**** Record excerpts

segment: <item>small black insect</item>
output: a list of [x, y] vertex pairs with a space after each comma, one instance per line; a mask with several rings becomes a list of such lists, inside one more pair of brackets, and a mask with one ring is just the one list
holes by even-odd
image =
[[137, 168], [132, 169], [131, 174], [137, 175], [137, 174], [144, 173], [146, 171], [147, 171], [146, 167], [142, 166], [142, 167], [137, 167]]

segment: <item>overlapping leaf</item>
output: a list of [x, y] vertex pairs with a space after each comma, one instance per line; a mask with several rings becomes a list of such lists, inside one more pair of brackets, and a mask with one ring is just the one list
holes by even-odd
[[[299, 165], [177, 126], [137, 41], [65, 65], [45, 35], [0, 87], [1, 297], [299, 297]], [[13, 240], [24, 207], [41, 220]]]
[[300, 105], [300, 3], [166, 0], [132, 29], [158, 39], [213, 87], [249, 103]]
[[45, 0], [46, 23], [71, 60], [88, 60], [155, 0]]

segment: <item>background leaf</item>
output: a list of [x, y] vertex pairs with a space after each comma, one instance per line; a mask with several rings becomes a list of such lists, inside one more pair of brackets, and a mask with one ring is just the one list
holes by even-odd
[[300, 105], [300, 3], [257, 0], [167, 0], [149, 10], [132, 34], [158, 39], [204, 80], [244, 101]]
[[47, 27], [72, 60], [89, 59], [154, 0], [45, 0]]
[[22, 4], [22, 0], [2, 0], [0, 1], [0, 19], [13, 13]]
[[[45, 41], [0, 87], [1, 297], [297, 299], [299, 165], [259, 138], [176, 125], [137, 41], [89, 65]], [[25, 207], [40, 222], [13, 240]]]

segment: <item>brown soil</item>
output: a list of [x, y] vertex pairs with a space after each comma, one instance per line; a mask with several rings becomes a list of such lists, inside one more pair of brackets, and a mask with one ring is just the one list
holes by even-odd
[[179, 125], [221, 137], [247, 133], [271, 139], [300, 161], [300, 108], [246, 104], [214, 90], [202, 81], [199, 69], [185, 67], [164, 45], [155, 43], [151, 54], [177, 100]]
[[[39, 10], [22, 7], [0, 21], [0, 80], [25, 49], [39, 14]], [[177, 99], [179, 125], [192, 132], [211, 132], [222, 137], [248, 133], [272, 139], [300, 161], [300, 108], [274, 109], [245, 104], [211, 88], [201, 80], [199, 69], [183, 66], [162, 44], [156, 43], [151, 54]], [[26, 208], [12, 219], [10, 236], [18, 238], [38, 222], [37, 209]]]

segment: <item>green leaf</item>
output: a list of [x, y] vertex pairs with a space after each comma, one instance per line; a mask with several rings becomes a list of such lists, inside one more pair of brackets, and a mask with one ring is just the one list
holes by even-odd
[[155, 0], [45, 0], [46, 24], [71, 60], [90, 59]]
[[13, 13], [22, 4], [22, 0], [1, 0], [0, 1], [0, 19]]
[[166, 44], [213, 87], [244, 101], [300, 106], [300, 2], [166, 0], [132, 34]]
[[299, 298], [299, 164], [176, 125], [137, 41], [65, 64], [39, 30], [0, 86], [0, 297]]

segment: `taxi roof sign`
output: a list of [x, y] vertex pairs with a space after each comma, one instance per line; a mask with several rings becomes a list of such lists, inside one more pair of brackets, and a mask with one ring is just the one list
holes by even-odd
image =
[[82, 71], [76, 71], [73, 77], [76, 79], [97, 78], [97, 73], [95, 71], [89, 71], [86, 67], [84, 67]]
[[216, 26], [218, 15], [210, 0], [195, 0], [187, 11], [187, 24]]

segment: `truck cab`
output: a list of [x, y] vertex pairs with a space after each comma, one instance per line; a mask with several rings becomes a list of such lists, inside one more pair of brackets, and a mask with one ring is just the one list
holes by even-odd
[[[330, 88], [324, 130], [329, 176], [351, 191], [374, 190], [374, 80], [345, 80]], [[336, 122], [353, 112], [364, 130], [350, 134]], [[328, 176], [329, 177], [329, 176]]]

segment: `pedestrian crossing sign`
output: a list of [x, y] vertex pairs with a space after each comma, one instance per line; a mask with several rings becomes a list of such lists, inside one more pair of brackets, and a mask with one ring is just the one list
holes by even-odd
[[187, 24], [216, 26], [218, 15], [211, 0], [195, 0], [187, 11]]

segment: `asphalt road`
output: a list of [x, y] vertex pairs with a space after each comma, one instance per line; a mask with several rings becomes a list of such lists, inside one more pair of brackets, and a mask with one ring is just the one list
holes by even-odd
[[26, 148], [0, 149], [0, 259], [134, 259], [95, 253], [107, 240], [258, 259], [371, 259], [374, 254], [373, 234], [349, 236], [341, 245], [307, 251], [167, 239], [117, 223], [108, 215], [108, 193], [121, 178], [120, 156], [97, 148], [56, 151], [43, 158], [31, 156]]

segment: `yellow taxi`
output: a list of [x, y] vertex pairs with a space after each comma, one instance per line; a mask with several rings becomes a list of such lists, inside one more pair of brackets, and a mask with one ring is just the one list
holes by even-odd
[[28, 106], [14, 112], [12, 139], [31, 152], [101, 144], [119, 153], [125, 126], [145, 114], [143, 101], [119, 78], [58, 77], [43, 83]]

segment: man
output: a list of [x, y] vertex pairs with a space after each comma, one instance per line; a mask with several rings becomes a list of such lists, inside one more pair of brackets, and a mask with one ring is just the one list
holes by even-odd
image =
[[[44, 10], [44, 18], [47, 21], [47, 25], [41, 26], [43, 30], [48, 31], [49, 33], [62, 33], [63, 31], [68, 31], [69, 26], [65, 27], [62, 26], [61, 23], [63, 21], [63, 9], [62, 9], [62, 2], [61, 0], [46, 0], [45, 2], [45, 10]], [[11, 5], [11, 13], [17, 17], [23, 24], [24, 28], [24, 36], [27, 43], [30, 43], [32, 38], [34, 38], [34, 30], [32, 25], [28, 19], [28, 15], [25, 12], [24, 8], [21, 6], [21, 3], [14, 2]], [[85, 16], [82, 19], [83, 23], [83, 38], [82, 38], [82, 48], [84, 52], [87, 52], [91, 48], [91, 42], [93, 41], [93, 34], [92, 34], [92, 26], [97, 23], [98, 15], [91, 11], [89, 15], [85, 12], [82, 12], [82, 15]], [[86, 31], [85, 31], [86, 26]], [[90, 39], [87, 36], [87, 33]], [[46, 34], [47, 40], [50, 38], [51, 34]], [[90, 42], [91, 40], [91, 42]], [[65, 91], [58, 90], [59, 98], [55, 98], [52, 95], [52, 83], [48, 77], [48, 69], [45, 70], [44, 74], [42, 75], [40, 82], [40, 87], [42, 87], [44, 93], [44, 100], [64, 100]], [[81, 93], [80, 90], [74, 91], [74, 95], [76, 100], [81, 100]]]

********

■ **What you are asked to do**: Swap every "even-odd" in the entries above for "nonzero winding", and write out all of the entries again with nothing else changed.

■ **Answer to this exercise**:
segment: <item>small black insect</item>
output: a list of [x, y] vertex pairs with a space after each comma, one instance per line; a mask with several rings becomes a list of such lists, inside one more pair of brackets, and a mask with one ring is just the one list
holes by nonzero winding
image =
[[137, 168], [132, 169], [131, 174], [137, 175], [137, 174], [144, 173], [146, 171], [147, 171], [146, 167], [142, 166], [142, 167], [137, 167]]

segment: <item>overlapping leaf</item>
output: a list of [x, y] vertex pairs with a space after each comma, one instance per line; a mask with several rings becomes a list of such lists, inside one more pair of brackets, and a mask with one ring is just the one list
holes by nonzero winding
[[[299, 165], [177, 126], [137, 41], [65, 65], [45, 35], [0, 87], [1, 297], [299, 297]], [[13, 240], [24, 207], [41, 220]]]
[[300, 105], [300, 3], [166, 0], [132, 29], [158, 39], [213, 87], [249, 103]]
[[45, 0], [46, 23], [71, 60], [88, 60], [155, 0]]

segment: <item>background leaf</item>
output: a list of [x, y] vertex pairs with a space after each comma, one instance per line; a mask with several rings becomes a list of such lists, inside one more pair of brackets, and a mask with one ring is just the one list
holes by nonzero winding
[[300, 105], [300, 3], [257, 0], [167, 0], [149, 10], [132, 34], [158, 39], [204, 80], [244, 101]]
[[47, 27], [72, 60], [89, 59], [154, 0], [45, 0]]
[[22, 4], [22, 0], [2, 0], [0, 1], [0, 19], [13, 13]]
[[[45, 41], [0, 87], [1, 297], [297, 299], [299, 165], [259, 138], [176, 125], [137, 41], [89, 65]], [[25, 207], [40, 222], [13, 240]]]

segment: <item>brown soil</item>
output: a list of [x, y] vertex pairs with a space after each comma, one instance per line; a mask with several rings becomes a list of such lists, inside one more pair of brackets, and a mask with one ring is just the one list
holes by nonzero winding
[[179, 125], [221, 137], [247, 133], [271, 139], [300, 161], [300, 108], [246, 104], [214, 90], [202, 81], [199, 69], [185, 67], [164, 45], [155, 43], [151, 54], [177, 100]]
[[[39, 10], [22, 7], [0, 21], [0, 80], [25, 49], [39, 14]], [[177, 99], [179, 125], [192, 132], [211, 132], [222, 137], [248, 133], [272, 139], [300, 161], [300, 108], [274, 109], [245, 104], [211, 88], [201, 80], [199, 69], [183, 66], [162, 44], [156, 43], [151, 54]], [[26, 208], [12, 219], [10, 236], [18, 238], [38, 222], [37, 209]]]

segment: <item>green leaf</item>
output: a list of [x, y] vertex pairs with a space after each comma, one instance per line; a mask with several rings becomes a list of such lists, inside one more pair of brackets, and a mask with one ring is just the one list
holes by nonzero winding
[[155, 0], [45, 0], [46, 24], [71, 60], [90, 59]]
[[13, 13], [22, 4], [22, 0], [1, 0], [0, 1], [0, 19]]
[[166, 44], [213, 87], [244, 101], [300, 106], [300, 2], [166, 0], [132, 34]]
[[299, 298], [299, 164], [176, 125], [137, 41], [65, 64], [39, 30], [0, 86], [0, 297]]

segment: `taxi roof sign`
output: a list of [x, y] vertex pairs with a space after each comma, one instance per line; a mask with several rings becomes a list of such lists, inside one more pair of brackets, and a mask with one ring is just the one list
holes by nonzero winding
image =
[[82, 71], [76, 71], [73, 77], [76, 79], [97, 78], [97, 73], [95, 71], [89, 71], [86, 67], [84, 67]]
[[216, 26], [218, 15], [210, 0], [195, 0], [187, 11], [187, 24]]

segment: `truck cab`
output: a list of [x, y] vertex pairs with a space after each comma, one instance per line; a mask with several rings becomes a list of such lists, inside one more pair of brackets, and a mask with one ring is just the one list
holes by nonzero winding
[[[330, 88], [324, 130], [329, 176], [351, 191], [374, 190], [374, 80], [345, 80]], [[336, 122], [353, 112], [364, 130], [350, 134]], [[328, 176], [329, 177], [329, 176]]]

segment: `pedestrian crossing sign`
output: a list of [x, y] vertex pairs with a space after each comma, one instance per line; a mask with several rings becomes a list of such lists, inside one more pair of brackets, and a mask with one ring is just the one list
holes by nonzero winding
[[187, 24], [216, 26], [218, 15], [211, 0], [195, 0], [187, 11]]

segment: `asphalt road`
output: a list of [x, y] vertex pairs with a space after each comma, one instance per line; a mask with several rings becomes a list of such lists, inside one more pair of brackets, and a mask with one ring is just the one list
holes by nonzero winding
[[26, 148], [0, 149], [0, 259], [134, 259], [95, 253], [107, 240], [258, 259], [371, 259], [374, 254], [373, 234], [349, 236], [341, 245], [307, 251], [167, 239], [117, 223], [108, 215], [108, 193], [121, 178], [120, 156], [97, 148], [56, 151], [43, 158], [31, 156]]

segment: `yellow taxi`
output: a list of [x, y] vertex pairs with a space after each comma, one instance per line; a mask with several rings becomes a list of such lists, inside one more pair of brackets, and a mask with one ring is just the one list
holes by nonzero winding
[[28, 106], [14, 112], [12, 139], [31, 152], [101, 144], [119, 153], [125, 126], [145, 114], [143, 101], [119, 78], [58, 77], [43, 83]]

segment: man
output: a list of [x, y] vertex pairs with a space after each comma, one instance per line; a mask with several rings becomes a list of such lists, inside one more pair of brackets, and a mask with one ring is just the one list
holes by nonzero winding
image =
[[[44, 10], [44, 18], [47, 21], [47, 25], [41, 26], [43, 30], [48, 31], [49, 33], [62, 33], [63, 31], [68, 31], [69, 26], [65, 27], [62, 26], [61, 23], [63, 21], [63, 9], [62, 9], [62, 2], [61, 0], [46, 0], [45, 2], [45, 10]], [[11, 5], [11, 13], [17, 17], [23, 24], [24, 28], [24, 36], [27, 43], [30, 43], [32, 38], [34, 38], [34, 30], [32, 25], [28, 19], [28, 15], [25, 12], [24, 8], [21, 6], [21, 3], [14, 2]], [[85, 16], [82, 19], [83, 23], [83, 38], [82, 38], [82, 48], [84, 52], [87, 52], [91, 48], [91, 42], [93, 41], [93, 34], [92, 34], [92, 26], [97, 23], [98, 15], [91, 11], [89, 15], [85, 12], [82, 12], [82, 15]], [[86, 31], [85, 31], [86, 26]], [[90, 39], [87, 36], [87, 33]], [[46, 34], [47, 40], [50, 38], [51, 34]], [[90, 42], [91, 40], [91, 42]], [[65, 91], [58, 90], [59, 98], [55, 98], [52, 95], [52, 83], [48, 77], [48, 69], [45, 70], [44, 74], [42, 75], [40, 82], [40, 87], [42, 87], [44, 93], [44, 100], [64, 100]], [[81, 93], [80, 90], [74, 91], [74, 95], [76, 100], [81, 100]]]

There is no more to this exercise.